____ Supplied records

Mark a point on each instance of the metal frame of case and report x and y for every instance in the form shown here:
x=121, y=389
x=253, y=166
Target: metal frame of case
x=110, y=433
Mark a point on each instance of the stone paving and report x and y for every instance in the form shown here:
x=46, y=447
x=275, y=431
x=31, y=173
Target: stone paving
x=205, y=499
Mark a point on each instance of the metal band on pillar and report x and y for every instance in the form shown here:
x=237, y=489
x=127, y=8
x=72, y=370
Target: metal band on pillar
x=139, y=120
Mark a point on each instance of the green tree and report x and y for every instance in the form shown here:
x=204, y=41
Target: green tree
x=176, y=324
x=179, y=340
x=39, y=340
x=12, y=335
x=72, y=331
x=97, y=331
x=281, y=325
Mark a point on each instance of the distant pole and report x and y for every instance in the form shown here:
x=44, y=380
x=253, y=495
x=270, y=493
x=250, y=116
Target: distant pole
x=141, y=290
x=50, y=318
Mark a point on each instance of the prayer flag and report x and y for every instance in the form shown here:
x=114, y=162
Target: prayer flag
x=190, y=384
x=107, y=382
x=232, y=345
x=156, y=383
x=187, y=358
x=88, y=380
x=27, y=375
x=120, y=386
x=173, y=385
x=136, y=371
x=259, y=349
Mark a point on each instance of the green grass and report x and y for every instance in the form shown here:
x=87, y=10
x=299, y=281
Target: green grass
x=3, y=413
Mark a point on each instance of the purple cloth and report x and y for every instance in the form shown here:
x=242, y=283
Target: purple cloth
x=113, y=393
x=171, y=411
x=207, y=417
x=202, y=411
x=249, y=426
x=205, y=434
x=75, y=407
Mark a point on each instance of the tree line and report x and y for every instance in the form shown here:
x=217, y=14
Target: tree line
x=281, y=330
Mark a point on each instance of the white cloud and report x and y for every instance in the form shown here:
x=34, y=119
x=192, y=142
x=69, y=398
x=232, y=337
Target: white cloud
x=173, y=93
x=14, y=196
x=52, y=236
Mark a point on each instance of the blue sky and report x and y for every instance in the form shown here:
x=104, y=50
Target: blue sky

________

→ What to produce: Line by line, retype all the entries exactly as they are shown.

→ Solution to the exercise:
Mark a point on each instance of the metal frame of case and report x and y for every instance in the form shown here:
x=121, y=389
x=253, y=166
Target: metal frame of case
x=110, y=433
Mark a point on each instance of the stone paving and report x and y for every instance in the form shown here:
x=46, y=447
x=275, y=431
x=31, y=173
Target: stone paving
x=205, y=499
Mark a point on each instance of the metal band on pillar and report x and y for every instance in the form shown here:
x=237, y=489
x=127, y=8
x=72, y=370
Target: metal band on pillar
x=139, y=120
Mark a point on each instance of the green tree and report x and y for every instance in the form shown here:
x=204, y=41
Target: green tree
x=176, y=324
x=179, y=340
x=39, y=340
x=12, y=335
x=72, y=331
x=97, y=331
x=281, y=325
Mark a point on each instance of the distant pole and report x and y for every instance in the form shown here:
x=44, y=380
x=253, y=495
x=270, y=493
x=250, y=116
Target: distant pole
x=141, y=290
x=50, y=318
Mark a point on each instance of the prayer flag and report x and y for every instance in the form shown here:
x=114, y=162
Target: prayer flag
x=190, y=384
x=107, y=382
x=232, y=345
x=156, y=383
x=187, y=358
x=88, y=380
x=27, y=375
x=120, y=386
x=173, y=385
x=136, y=371
x=259, y=349
Mark a point on each instance of the green grass and report x and y for every instance in the form shown here:
x=87, y=10
x=299, y=281
Target: green grass
x=3, y=413
Mark a point on each instance of the purple cloth and report x and y for every instance in the form shown here:
x=242, y=283
Target: purple cloth
x=113, y=393
x=171, y=411
x=207, y=417
x=202, y=411
x=249, y=426
x=205, y=434
x=75, y=407
Mark a point on each instance of the tree line and report x and y for every instance in the form shown here:
x=217, y=14
Target: tree line
x=281, y=330
Mark a point on each instance of the white cloud and report x and y for every instance in the form shown here:
x=34, y=119
x=192, y=142
x=69, y=398
x=232, y=337
Target: white cloud
x=173, y=93
x=14, y=196
x=52, y=236
Mark a point on each instance of the blue sky and report x and y for every instance in the form shown here:
x=104, y=50
Target: blue sky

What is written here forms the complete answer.